**Source document**
From soil to survival: PGPB-triggered defense and adaptation in plants

Plants and beneficial soil bacteria engage in dynamic and reciprocal interactions that
influence plant development, nutrient acquisition, and stress resilience. Among these, plant
growth-promoting bacteria (PGPB) have garnered considerable attention due to their ability to
support plant health through a range of biochemical and physiological mechanisms. These
bacteria produce a variety of bioactive compounds that enhance plant stress tolerance, improve
nutrient availability, and offer protection against phytopathogens.
PGPB influence plant performance through both direct and indirect mechanisms. Direct
pathways include the biosynthesis of phytohormones (such as indole-3-acetic acid),
solubilization of essential nutrients like phosphate, zinc, and potassium, ammonia production,
and atmospheric nitrogen fixation. Indirectly, they contribute by secreting siderophores, lytic
enzymes, hydrogen cyanide, and antibiotics, which suppress harmful microorganisms and
enhance plant immunity.
These functional traits position PGPB as valuable components in sustainable agriculture,
especially for the development of bioformulants including biofertilizers, biopesticides, and
biofungicides. Such alternatives reduce dependency on chemical inputs and contribute to
environmentally responsible crop management. Nonetheless, despite the expanding repertoire
of beneficial strains, the practical implementation of PGPB in agriculture remains challenging.

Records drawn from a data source

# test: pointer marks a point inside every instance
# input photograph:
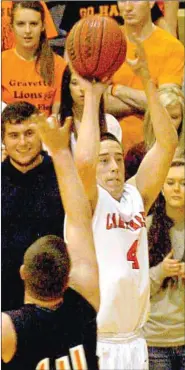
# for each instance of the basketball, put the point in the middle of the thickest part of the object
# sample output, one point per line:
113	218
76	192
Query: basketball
96	47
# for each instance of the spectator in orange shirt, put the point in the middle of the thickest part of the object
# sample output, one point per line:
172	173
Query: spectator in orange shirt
7	41
126	98
169	20
39	71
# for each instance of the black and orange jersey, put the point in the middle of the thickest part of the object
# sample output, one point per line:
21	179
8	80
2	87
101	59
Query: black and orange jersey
64	338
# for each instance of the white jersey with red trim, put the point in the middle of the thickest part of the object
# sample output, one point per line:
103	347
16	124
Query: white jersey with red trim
122	252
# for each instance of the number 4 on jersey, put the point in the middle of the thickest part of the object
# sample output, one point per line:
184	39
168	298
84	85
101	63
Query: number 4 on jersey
131	255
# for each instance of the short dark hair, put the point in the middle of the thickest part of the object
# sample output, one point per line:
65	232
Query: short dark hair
16	113
47	266
109	136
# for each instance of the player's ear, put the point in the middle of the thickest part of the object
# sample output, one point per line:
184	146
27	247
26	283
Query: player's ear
22	272
151	4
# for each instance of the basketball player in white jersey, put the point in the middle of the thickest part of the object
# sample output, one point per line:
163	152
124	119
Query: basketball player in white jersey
119	211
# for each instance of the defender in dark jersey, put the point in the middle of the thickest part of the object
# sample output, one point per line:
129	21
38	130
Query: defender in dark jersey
56	327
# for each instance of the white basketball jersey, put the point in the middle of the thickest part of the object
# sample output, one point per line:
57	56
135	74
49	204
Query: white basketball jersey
122	252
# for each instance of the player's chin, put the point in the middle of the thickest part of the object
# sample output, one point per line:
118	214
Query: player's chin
116	194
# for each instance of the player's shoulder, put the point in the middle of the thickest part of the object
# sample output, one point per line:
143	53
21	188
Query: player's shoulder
59	60
165	38
7	54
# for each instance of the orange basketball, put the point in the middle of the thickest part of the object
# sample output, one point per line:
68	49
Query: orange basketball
96	47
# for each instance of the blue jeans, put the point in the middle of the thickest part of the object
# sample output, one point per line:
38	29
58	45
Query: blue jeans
166	358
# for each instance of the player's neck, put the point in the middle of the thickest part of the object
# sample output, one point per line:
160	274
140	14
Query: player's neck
142	32
176	214
28	55
51	304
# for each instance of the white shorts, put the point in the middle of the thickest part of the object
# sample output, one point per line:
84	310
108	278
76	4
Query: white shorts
130	355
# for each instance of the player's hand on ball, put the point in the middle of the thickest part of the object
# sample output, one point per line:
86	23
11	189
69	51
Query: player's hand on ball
139	65
170	266
54	137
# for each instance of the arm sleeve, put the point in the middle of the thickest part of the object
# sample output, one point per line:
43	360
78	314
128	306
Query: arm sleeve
156	278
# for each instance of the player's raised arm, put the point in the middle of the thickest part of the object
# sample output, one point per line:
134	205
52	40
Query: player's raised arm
155	165
88	143
84	272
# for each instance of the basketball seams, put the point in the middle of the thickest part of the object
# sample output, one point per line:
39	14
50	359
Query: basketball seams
100	45
97	47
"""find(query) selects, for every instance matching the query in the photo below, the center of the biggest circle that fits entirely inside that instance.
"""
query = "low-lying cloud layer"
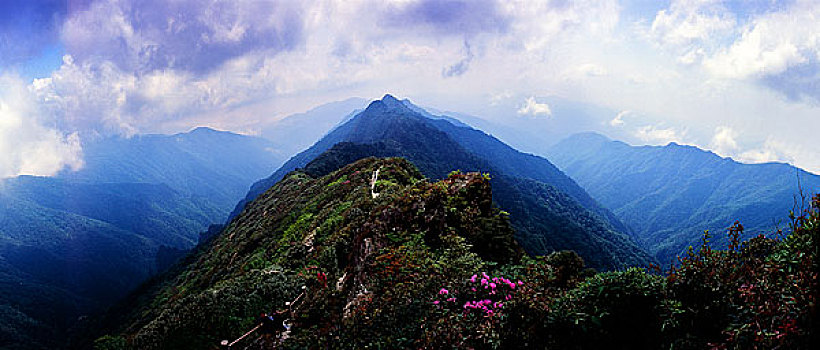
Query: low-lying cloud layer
(740, 78)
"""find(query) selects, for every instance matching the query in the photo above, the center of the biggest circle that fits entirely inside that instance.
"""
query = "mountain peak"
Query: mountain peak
(389, 99)
(387, 102)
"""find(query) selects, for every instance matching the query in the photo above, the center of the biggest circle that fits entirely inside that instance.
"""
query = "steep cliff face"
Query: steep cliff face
(380, 236)
(548, 210)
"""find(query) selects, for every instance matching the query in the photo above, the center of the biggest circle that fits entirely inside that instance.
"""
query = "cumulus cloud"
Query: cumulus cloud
(691, 28)
(466, 17)
(534, 108)
(778, 150)
(187, 34)
(776, 47)
(29, 146)
(462, 65)
(723, 142)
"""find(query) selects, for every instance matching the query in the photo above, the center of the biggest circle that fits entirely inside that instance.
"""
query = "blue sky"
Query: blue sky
(740, 78)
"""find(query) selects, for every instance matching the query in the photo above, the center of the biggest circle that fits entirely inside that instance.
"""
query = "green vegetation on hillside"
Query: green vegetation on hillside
(406, 263)
(548, 210)
(669, 195)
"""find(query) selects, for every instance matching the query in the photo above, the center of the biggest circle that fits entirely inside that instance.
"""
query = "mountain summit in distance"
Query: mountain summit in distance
(548, 209)
(670, 194)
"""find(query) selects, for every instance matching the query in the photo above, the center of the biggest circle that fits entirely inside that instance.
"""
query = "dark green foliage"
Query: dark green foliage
(398, 270)
(71, 245)
(547, 209)
(669, 195)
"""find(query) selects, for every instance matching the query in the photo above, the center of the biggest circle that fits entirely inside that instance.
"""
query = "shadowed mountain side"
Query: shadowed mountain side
(389, 128)
(670, 194)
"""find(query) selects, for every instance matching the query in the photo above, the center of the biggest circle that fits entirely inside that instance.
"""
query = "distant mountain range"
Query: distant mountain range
(296, 132)
(670, 194)
(548, 209)
(74, 243)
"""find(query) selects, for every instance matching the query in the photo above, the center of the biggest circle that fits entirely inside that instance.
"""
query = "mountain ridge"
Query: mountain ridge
(438, 147)
(670, 194)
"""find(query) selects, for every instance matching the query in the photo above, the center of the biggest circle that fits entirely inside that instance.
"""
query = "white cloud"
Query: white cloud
(723, 142)
(619, 119)
(27, 144)
(692, 28)
(592, 70)
(534, 109)
(689, 21)
(659, 136)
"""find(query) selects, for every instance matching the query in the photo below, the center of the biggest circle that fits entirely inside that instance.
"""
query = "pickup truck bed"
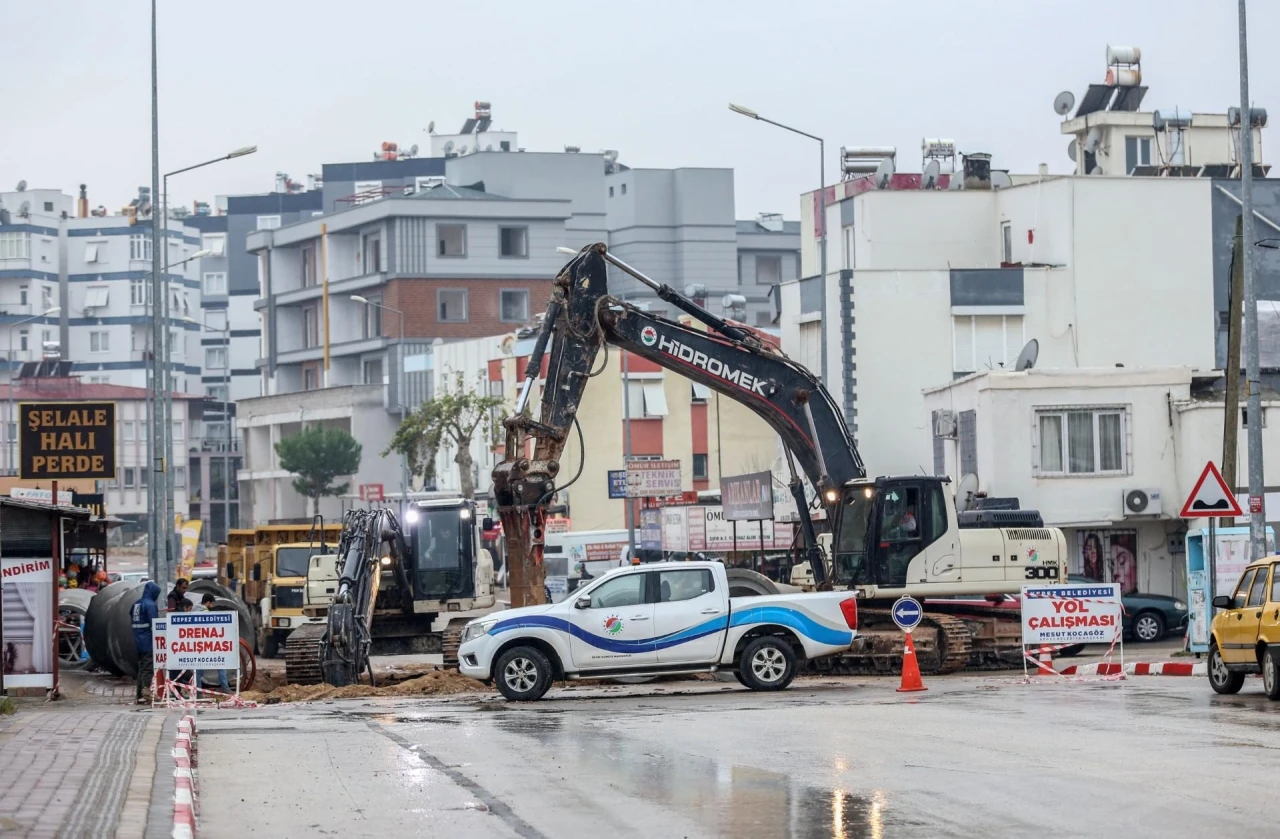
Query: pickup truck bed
(663, 618)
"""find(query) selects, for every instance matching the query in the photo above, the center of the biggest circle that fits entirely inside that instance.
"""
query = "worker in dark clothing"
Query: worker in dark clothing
(178, 594)
(140, 616)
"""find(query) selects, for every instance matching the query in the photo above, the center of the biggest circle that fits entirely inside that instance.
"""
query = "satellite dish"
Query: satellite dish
(1064, 103)
(883, 173)
(1027, 358)
(965, 492)
(929, 179)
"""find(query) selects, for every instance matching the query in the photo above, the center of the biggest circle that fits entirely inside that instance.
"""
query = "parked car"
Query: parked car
(1246, 634)
(657, 619)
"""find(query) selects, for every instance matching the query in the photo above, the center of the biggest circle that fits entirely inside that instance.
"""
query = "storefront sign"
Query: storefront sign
(1072, 614)
(67, 439)
(748, 497)
(202, 641)
(28, 623)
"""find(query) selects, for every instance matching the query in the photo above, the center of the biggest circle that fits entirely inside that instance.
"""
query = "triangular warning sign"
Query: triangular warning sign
(1211, 497)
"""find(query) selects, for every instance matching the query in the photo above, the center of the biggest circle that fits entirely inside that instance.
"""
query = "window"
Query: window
(215, 283)
(451, 240)
(1080, 442)
(14, 245)
(452, 305)
(373, 318)
(140, 246)
(310, 327)
(371, 251)
(625, 591)
(96, 296)
(309, 267)
(513, 241)
(1137, 153)
(986, 342)
(684, 586)
(513, 305)
(768, 270)
(373, 370)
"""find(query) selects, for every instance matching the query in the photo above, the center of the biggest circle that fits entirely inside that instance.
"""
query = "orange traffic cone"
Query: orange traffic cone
(910, 667)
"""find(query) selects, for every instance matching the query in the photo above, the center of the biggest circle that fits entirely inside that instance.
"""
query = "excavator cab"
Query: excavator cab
(883, 525)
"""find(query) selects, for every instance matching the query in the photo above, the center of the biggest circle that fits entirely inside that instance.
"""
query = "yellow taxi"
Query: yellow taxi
(1247, 632)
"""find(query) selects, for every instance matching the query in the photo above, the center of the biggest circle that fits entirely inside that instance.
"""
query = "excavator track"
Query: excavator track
(302, 655)
(942, 644)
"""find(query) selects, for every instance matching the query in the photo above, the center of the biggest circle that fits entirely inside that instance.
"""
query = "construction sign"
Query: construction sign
(1211, 498)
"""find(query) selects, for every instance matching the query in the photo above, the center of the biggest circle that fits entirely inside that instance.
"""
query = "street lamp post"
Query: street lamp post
(163, 487)
(400, 387)
(12, 429)
(846, 378)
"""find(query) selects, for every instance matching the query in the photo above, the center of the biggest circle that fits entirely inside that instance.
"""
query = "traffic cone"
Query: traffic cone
(910, 667)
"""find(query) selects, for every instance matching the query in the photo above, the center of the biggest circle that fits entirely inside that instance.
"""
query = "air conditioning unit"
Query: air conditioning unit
(1141, 502)
(945, 424)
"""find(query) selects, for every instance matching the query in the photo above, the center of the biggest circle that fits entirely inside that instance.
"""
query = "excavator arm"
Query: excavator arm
(728, 358)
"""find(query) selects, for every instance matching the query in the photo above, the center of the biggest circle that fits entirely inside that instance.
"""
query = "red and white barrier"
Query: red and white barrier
(1139, 669)
(184, 780)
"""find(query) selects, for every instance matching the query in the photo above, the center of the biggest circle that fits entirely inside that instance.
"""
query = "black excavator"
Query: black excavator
(885, 537)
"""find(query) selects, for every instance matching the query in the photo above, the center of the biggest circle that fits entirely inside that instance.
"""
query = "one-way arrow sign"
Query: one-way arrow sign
(908, 614)
(1211, 498)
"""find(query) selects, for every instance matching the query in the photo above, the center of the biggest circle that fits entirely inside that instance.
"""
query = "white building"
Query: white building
(1075, 445)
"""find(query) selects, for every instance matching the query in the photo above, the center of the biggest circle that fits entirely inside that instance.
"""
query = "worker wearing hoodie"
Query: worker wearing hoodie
(141, 615)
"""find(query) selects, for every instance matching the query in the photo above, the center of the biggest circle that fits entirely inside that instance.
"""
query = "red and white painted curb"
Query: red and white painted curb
(184, 779)
(1138, 669)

**Work order**
Carry on the text about plant growth-promoting bacteria and plant defense from the point where it stops. The material is separate from the text about plant growth-promoting bacteria.

**Output for this exercise**
Factors such as microbial survival, strain specificity, plant-microbiome compatibility, and
fluctuating environmental conditions can influence their efficacy in field applications.
This review explores recent advances in understanding PGPB-mediated plant adaptations to
abiotic and biotic stressors, with emphasis on molecular mechanisms, signaling pathways, and
metabolite production. It also discusses formulation strategies and delivery systems designed
to maximize their stability and performance. Ultimately, leveraging PGPB potential requires a
deeper integration of microbiology, plant physiology, and environmental science to ensure their
consistent and scalable use in sustainable agricultural systems.